- **WORK TASK**
Wherever the word "fill" appears in a line of the records, copy that line.

- **Stored items**
--------------------

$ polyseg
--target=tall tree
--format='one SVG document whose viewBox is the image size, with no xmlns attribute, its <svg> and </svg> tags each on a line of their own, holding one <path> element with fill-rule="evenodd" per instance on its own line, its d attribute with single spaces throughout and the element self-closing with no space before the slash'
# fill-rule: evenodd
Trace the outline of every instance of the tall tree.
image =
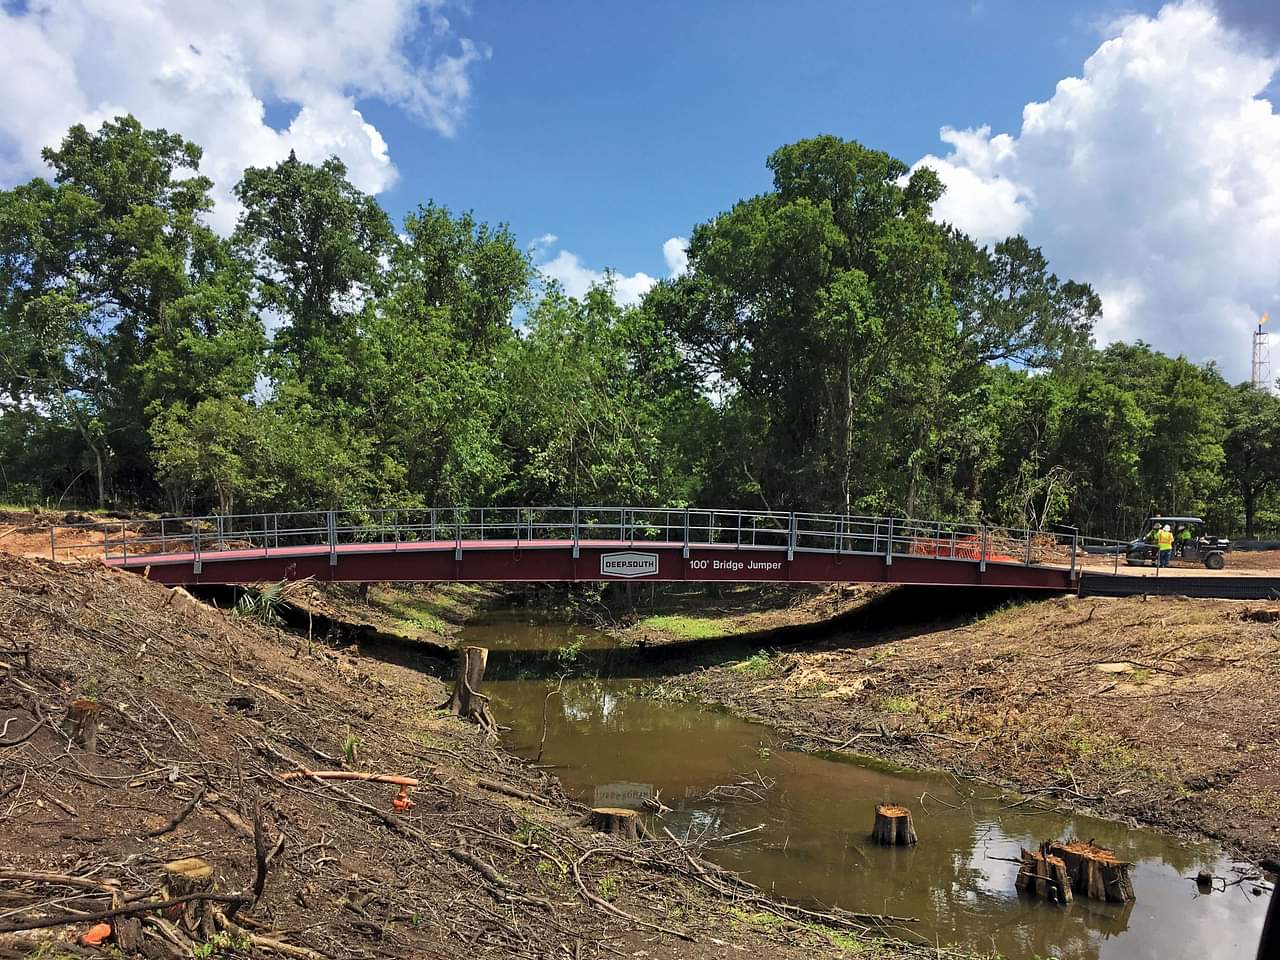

--------------------

- **EXERCISE OUTPUT**
--format='one SVG document whose viewBox is the image size, with no xmlns attribute, its <svg> and </svg> tags each on a line of their own, holding one <path> element with fill-rule="evenodd" per instance on its own line, its d attribute with single spaces throughout and the element self-closing with no space before the slash'
# fill-rule: evenodd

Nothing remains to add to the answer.